Document passage:
Richard Hall, IT Applications Architect (@ribenno)

This series of articles originated as a short paper we produced for Smart Cambridgeshire in 2015. In them we draw upon our experience of technology and research within local government over the last 13 years.

Part 1

In the local public sector, using data from services and business systems to unlock combined insights has many impediments and difficulties. Yet if these are not overcome, then the local public sector will increasingly struggle to take on the challenges of the 21st century. Digital infrastructure alone is not the solution, data literacy within public sector needs to evolve, building on the work of the open data movement and of local partnerships such as Cambridgeshire Insight.

Cambridgeshire Insight is a shared research knowledge base and is designed to allow users from a diverse set of backgrounds an efficient easy way to access local data, share research and find reports. It contains a wealth of local information on socio-demographic and economic themes and includes tools for data visualisation, area profiling and key indicators.

The Cambridgeshire Insight website has developed as a partnership driven initiative. The current partnership is composed of voluntary and third sector groups, local public sector partners and relevant local research project teams and initiatives.

As the site is partnership driven, its strength lies in the energy, people, especially the community advocates, and projects driving it forward.

There exists a wealth of existing domain knowledge within organisations concerned with local public services. While a broader data revolution is underway with automation, smart cities, Internet of Things (IoT) and data science as a whole, we highlight the following shifts as key to supporting the evolution of data literacy within public services.

Available data:
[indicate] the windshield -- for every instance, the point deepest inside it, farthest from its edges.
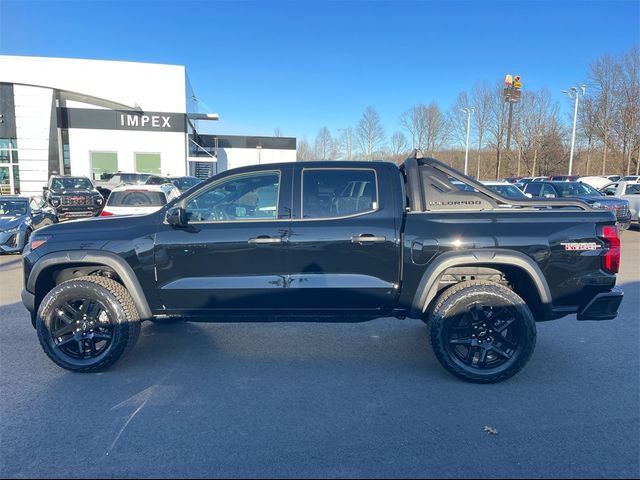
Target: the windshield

Work instructions:
A) In the passage on data literacy in local government, what groups make up the current partnership behind the Cambridgeshire Insight website?
B) Carry on the passage on data literacy in local government, starting after its final sentence.

Responses by task:
A) Voluntary and third sector groups, local public sector partners, and relevant local research project teams and initiatives.

B)
The Three Shifts

We believe three key shifts are necessary to the evolution of organisations involved in the delivery of local public services:

  1. DATA: From Surveys to Streams.
  2. SKILLS: From Information Worker to Data Scientist.
  3. CULTURE: From Consultation to Co-design.

In each case, the intention is not about the complete replacement of one approach or position with another. It is more about developing new capabilities incrementally; putting in place essential building blocks for developing future capacity while addressing existing practical organisational need. It is also about the awareness of the interdependencies between these 3 aspects: data, skills and culture.

The anticipated rewards?

The data revolution offers seemingly limitless potential to optimise existing, and create entirely new, service models. All at a time of great pressure on public services to drive down operating costs, develop capacity and improve outcomes.

Context and domain knowledge can greatly help identify areas to target innovation. Those more adaptive, smarter, public service organisations can therefore play an important part within a broader ecosystem of public service innovation that spans all sectors.

We believe public service organisations that are most self-aware in respect of these three shifts around data literacy will find themselves best place to realise the innovative potential of the data revolution through augmenting the application of new technologies with the best existing sector insight and knowledge.

In parts 2, 3 and 4 we’ll look at each of the three shifts in more detail.

In the meantime we’d love to hear your thoughts.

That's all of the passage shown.